• _TEXT SEGMENT_
Sunday, April 26, 2009

History Day Citywide

Congratulations to all 6th, 7th, and 8th graders who participated in the Citywide Competition of National History Day at Howard University this past Saturday! The day was long, hot, and chock full of terrific competition!

A shout out to Daley who designed this year’s citywide tshirt! It was the first time that a student was asked to design the tshirt and Daley did an outstanding job!

A very special congratulations to our finishers:

Courtney (7th grade) took third place in the category of Junior Individual Documentary on John Lewis;

Katie (8th grade) took third place in the category of Junior Individual Paper on Niccolo Machiavelli,

Ben (8th grade) took first in the category of Junior Individual Exhibits with his project on Werner von Braun;


Owen (7th grade) took first in the category of Junior Individual Website with his project on Ciscero.

Ben and Owen will be representing Stuart-Hobson at Nationals in June at the University of Maryland!

Way to go everyone!

Friday, April 24, 2009

Passport to History is Assigned

by Devin J.

The Passport to History assignment sounds like it is going to be a lot of fun. I am planning on spending my weekend on going to these historic sites and learning about them. I hope everyone enjoys this trip because you will get a chance to go all around the city to see many things you may have never seen before. I think this assignment will relate to what we have been learning in class a lot. Good Luck to everyone!!!!!!!!!!

Thursday, April 23, 2009

Our Trail of Tears Writing

by Eugene

We have been following this dreaded trail for three weeks now. The rough, dry trail feels like sand to our bare feet. We are traveling to an unknown land that the white men call “Oklahoma”. I have lost two relatives to the harsh cold because they only had their summer clothing. It is infuriating to bury my mother and brother’s ashes in this unknown land. Many have wondered why the white men are forcing us from our homes and nearly everyone concludes that it is insatiable greed. Everywhere I go on this wretched trail I hear screams of pain, smell death, and see looks of sadness and fear on the looks of my people’s children. I have yet to rid my mouth of the taste of dust mixed with goat fur. Hopefully the snowstorms will subside soon.

• _GIVEN DATA_
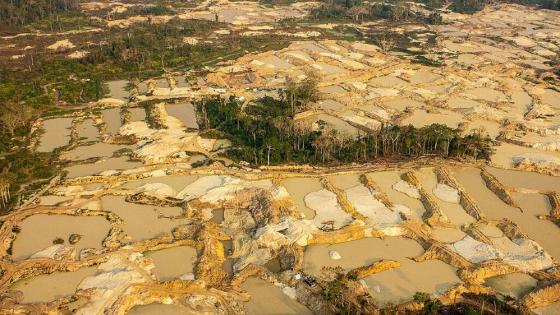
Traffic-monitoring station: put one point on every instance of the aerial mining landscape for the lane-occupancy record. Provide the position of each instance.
(279, 157)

• _PROBLEM SET_
1. Repeat the blog word for word, beginning at the words "A very special" and stopping after "project on Ciscero.".
2. Name every historical figure that the blog gives as the subject of a finisher's History Day project.
3. Condense the blog paragraph that opens with "The Passport to History assignment sounds" into two sentences, keeping its main points.
Rely only on the blog when responding.

• _SOLUTION SET_
1.
A very special congratulations to our finishers:

Courtney (7th grade) took third place in the category of Junior Individual Documentary on John Lewis;

Katie (8th grade) took third place in the category of Junior Individual Paper on Niccolo Machiavelli,

Ben (8th grade) took first in the category of Junior Individual Exhibits with his project on Werner von Braun;


Owen (7th grade) took first in the category of Junior Individual Website with his project on Ciscero.

2. John Lewis, Niccolo Machiavelli, Werner von Braun, Ciscero

3. Devin J. expects the Passport to History assignment to be fun and plans to spend the weekend visiting historic sites and learning about them. Devin hopes everyone enjoys seeing parts of the city they may never have seen, believes the assignment will relate closely to class material, and wishes everyone good luck.